Items from a data source
★ ★ ★ ★ ★

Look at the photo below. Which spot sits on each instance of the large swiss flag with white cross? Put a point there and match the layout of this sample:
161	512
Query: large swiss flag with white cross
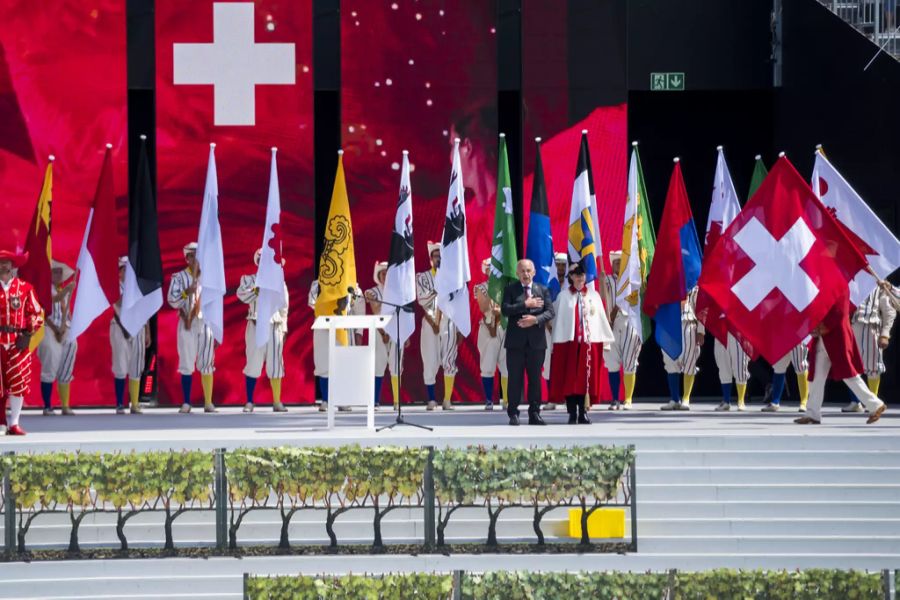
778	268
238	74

★ ★ ★ ★ ★

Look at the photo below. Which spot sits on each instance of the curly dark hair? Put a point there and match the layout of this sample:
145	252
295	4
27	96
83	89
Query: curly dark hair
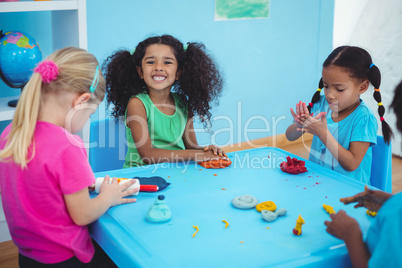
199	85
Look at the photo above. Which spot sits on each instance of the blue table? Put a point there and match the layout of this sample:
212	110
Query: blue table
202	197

★ ★ ★ ★ ★

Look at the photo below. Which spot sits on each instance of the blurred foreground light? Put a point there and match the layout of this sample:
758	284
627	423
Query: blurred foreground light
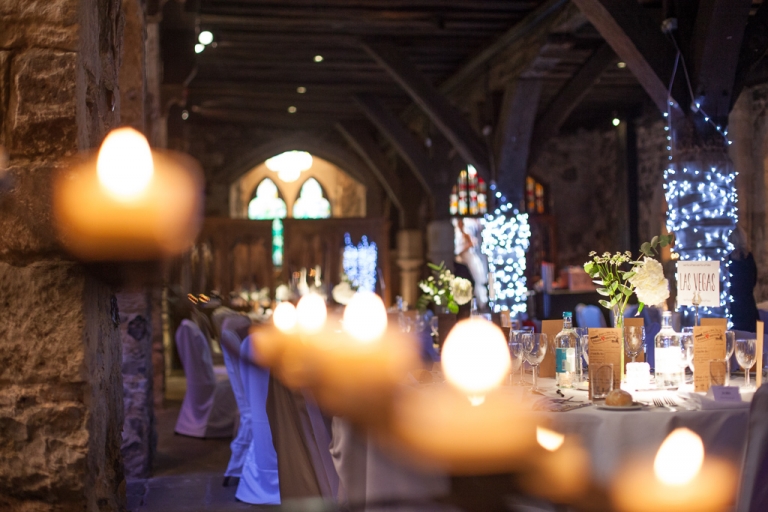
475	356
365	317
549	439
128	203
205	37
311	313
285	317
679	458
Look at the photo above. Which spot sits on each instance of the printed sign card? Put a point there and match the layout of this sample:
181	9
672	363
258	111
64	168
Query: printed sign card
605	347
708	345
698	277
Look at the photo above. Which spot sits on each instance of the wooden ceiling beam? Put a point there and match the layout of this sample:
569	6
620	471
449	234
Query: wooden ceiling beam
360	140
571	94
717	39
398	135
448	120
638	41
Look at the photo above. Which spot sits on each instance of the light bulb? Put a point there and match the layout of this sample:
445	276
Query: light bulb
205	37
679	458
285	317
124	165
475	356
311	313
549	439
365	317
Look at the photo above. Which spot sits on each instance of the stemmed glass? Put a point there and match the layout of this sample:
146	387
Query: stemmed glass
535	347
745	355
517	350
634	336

★ ★ ★ ★ ★

#### Exercise:
Filter the items above, keeping every line that contains the word "with". Matching is case-sensitive.

#### Written solution:
Look at the photo below. Which spot sits on each instance of the large swiss flag with white cross? Put a point there and match the layout of this sample:
Query: large swiss flag with white cross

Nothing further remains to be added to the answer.